• [WHAT TO DO] Indicate how many lines in the listing below contain the word "shoreline". No other output is permitted.

• [EXTRACTED DATA]
----
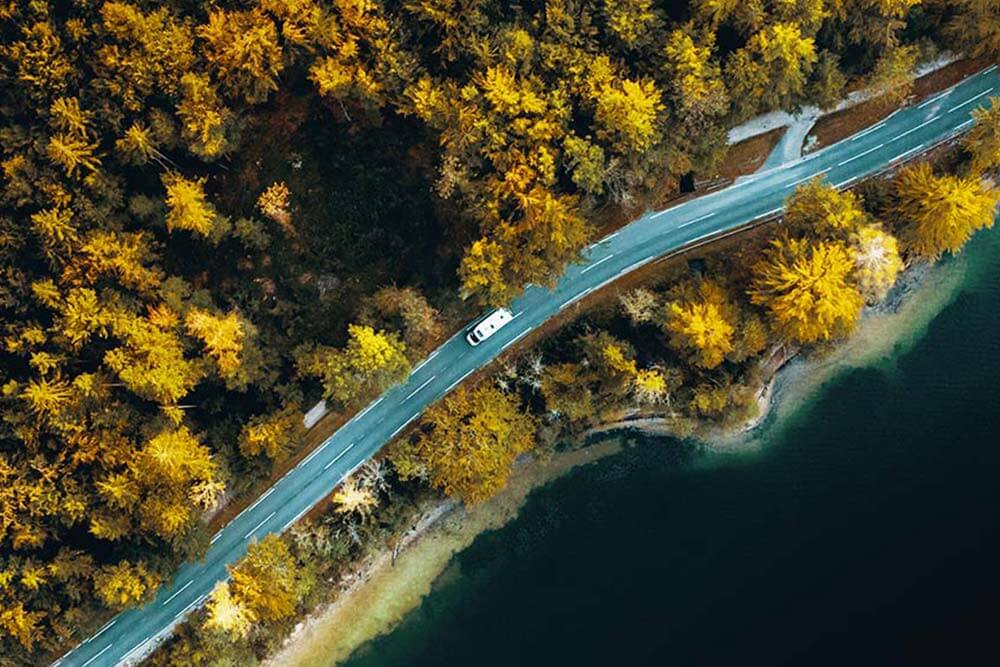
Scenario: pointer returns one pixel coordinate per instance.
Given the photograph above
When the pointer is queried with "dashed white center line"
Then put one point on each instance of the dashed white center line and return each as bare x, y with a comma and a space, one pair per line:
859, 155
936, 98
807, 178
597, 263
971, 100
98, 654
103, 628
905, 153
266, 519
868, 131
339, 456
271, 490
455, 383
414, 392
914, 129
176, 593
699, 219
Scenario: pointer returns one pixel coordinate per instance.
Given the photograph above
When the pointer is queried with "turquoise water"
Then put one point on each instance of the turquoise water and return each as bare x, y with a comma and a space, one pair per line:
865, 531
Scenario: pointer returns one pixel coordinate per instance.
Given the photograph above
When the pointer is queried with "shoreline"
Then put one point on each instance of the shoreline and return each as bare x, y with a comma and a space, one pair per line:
----
• [EXERCISE SOLUTION] 2